• [Stated problem a]
According to the broadband essay below, when is the joint public meeting of the three lead agencies?

• [Excerpted passage]
╭──

Many Voices, Many Eyes Needed

By Charles Benton

On March 5, the Benton Foundation sent a number of questions to the Federal Communications Commission, the Department of Agriculture, and the National Telecommunications and Information Administration at the Department of Commerce -- the lead agencies implementing the broadband provisions of the stimulus law, the American Recovery and Reinvestment Act (ARRA), recently signed by President Barack Obama. The agenda for the March 10 joint public meeting of these agencies invites these questions, so I hope you will contact the government at this crucial moment in planing for the broadband grant, loan, loan guarantee, and mapping initiatives outlined in the stimulus law. The success of these programs may very well determine the quality of our telecommunications system for the 21st century.

As you probably already know, the ARRA is a massive, sweeping law with many provisions related to telecommunications. Most importantly, the law allocates billions of dollars for investment in broadband, which I and many others believe is the future of telecommunications in America. The law will make possible:

  • extending broadband services to unserved and underserved communities across the country, so that rural and inner-city businesses can compete with any company in the world,
  • creating and maintaining a comprehensive nationwide inventory map of existing broadband service from both commercial and public providers, and
  • perhaps most importantly, a National Broadband Strategy, aimed at extending the reach of broadband Internet access to all Americans.

With the quality of our telecommunications system for the 21st century at stake, Federal policymakers need to hear not just from the telecommunications industry. They need to hear from you.

The law wisely recognizes that broadband deployment is not an ends in itself but an enabler for meeting many of the most pressing challenges before us. The National Broadband Strategy, then, is to include the use of broadband in homeland security, community development, health care delivery, energy independence and efficiency, education, worker training, private sector investment, entrepreneurial activity, job creation and economic growth.

╰──

• [Data for this task]
╭──

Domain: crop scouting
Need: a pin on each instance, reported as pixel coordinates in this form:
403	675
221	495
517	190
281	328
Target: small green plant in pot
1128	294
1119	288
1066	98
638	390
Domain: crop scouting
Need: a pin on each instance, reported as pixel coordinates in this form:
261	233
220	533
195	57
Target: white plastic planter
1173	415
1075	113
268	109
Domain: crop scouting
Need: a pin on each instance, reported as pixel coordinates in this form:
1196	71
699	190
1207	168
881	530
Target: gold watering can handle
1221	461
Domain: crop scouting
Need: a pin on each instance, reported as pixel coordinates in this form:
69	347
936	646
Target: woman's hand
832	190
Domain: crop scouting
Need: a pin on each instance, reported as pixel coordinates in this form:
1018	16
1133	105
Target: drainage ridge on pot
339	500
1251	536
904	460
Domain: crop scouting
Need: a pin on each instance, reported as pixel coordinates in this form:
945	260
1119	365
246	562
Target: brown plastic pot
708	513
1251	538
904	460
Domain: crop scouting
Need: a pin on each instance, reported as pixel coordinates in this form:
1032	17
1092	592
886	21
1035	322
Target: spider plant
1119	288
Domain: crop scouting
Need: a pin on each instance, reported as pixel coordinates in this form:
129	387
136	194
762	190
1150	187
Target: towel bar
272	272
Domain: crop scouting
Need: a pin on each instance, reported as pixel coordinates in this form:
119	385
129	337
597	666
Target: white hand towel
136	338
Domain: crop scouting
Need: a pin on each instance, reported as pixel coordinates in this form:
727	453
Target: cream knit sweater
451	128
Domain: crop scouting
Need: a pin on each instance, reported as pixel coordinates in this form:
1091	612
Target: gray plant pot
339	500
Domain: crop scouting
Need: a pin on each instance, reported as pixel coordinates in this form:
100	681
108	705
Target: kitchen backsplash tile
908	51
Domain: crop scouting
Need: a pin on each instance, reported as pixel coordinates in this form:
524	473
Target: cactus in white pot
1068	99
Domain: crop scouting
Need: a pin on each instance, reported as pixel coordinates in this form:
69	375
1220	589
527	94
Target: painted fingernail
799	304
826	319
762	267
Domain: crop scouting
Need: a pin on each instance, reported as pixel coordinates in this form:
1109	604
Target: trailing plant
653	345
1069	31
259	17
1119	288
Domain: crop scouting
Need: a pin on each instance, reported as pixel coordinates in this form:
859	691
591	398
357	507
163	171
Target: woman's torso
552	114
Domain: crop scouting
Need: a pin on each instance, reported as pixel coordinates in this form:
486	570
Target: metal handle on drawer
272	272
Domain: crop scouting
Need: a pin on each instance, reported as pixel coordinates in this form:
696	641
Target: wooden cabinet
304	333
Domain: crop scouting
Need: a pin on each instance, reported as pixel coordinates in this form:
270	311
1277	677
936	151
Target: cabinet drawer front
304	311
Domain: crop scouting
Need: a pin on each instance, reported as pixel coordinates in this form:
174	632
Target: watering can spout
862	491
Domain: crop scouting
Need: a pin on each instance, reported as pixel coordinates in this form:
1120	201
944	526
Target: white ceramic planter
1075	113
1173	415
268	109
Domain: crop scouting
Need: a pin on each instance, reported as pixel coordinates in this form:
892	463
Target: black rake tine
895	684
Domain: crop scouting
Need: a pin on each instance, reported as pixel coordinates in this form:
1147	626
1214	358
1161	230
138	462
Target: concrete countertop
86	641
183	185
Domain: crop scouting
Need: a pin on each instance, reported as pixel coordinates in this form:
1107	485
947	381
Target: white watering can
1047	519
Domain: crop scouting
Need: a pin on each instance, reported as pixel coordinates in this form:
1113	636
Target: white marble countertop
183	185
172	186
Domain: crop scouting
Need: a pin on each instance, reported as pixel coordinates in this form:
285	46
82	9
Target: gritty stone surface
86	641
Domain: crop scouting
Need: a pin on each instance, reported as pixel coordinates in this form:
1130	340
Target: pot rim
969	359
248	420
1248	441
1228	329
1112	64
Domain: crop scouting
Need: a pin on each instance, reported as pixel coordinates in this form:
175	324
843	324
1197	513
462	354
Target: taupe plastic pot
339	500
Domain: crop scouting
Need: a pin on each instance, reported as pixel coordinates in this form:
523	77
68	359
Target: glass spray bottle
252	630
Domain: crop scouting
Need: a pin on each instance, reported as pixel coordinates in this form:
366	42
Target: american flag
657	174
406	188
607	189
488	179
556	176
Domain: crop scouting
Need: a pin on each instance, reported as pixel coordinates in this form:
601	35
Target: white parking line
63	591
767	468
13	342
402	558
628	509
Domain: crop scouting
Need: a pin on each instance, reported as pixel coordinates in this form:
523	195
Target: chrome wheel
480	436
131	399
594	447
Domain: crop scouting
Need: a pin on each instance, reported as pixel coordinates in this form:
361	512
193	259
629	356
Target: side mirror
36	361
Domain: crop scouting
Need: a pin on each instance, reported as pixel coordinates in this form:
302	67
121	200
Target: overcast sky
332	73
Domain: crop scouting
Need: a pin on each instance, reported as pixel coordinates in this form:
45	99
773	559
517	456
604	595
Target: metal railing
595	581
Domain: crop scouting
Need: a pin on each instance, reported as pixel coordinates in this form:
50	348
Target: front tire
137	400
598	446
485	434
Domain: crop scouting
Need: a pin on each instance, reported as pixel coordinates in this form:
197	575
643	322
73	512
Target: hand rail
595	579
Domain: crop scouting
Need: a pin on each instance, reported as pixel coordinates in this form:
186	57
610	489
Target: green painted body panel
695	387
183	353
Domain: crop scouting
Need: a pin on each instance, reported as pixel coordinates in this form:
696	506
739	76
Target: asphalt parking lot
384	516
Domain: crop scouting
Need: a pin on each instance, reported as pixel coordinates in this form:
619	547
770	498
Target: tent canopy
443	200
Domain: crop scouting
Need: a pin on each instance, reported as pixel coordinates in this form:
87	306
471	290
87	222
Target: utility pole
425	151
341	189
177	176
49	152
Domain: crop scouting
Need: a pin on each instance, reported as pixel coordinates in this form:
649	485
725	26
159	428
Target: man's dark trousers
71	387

╰──

• [Stated problem b]
Tally the lines in the rows above that contain the string "metal", treating uppercase and lowercase as different, and reply with only the number.

• [Final result a]
March 10

• [Final result b]
2